▶ **What to work on**
Rewrite every item below, replacing "rough mask" with "coarse mask" wherever it appears and keeping everything else the same.

▶ **Source data**
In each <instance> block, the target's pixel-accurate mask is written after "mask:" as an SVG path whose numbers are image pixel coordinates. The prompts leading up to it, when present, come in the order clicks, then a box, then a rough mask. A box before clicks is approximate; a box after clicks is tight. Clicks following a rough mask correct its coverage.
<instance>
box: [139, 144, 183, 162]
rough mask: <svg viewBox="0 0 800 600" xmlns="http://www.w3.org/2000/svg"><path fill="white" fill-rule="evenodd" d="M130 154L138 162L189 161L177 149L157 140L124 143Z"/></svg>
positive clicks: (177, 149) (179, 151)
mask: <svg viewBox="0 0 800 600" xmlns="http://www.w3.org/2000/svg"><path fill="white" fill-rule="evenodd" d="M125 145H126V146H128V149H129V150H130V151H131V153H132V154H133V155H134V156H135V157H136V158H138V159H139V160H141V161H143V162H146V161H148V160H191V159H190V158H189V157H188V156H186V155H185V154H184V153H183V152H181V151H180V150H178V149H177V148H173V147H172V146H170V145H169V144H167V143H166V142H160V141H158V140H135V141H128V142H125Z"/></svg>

▶ **Expected answer**
In each <instance> block, the target's pixel-accurate mask is written after "mask:" as an SVG path whose numbers are image pixel coordinates. The prompts leading up to it, when present, come in the order clicks, then a box, then a coarse mask. A box before clicks is approximate; a box after clicks is tight. Clicks following a coarse mask correct its coverage.
<instance>
box: [139, 144, 183, 162]
coarse mask: <svg viewBox="0 0 800 600" xmlns="http://www.w3.org/2000/svg"><path fill="white" fill-rule="evenodd" d="M130 154L138 162L189 161L177 149L157 140L124 143Z"/></svg>
positive clicks: (177, 149) (179, 151)
mask: <svg viewBox="0 0 800 600" xmlns="http://www.w3.org/2000/svg"><path fill="white" fill-rule="evenodd" d="M125 145H126V146H128V149H129V150H130V151H131V153H132V154H133V155H134V156H135V157H136V158H138V159H139V160H141V161H143V162H146V161H148V160H191V159H190V158H189V157H188V156H186V155H185V154H184V153H183V152H181V151H180V150H178V149H177V148H173V147H172V146H170V145H169V144H167V143H166V142H160V141H158V140H135V141H128V142H125Z"/></svg>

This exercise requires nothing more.